## EXERCISE
Rewrite the records below so that "dot" becomes "marker" wherever it occurs, with every other character kept the same.

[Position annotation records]
◇ ◇ ◇ ◇
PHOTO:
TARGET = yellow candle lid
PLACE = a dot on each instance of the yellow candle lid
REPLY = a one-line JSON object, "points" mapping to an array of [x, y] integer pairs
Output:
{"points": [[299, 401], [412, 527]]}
◇ ◇ ◇ ◇
## REPLY
PHOTO:
TARGET = yellow candle lid
PLACE = a marker on each instance of the yellow candle lid
REPLY = a one-line JSON object, "points" mapping to an array of [x, y] integer pairs
Output:
{"points": [[299, 401], [412, 527]]}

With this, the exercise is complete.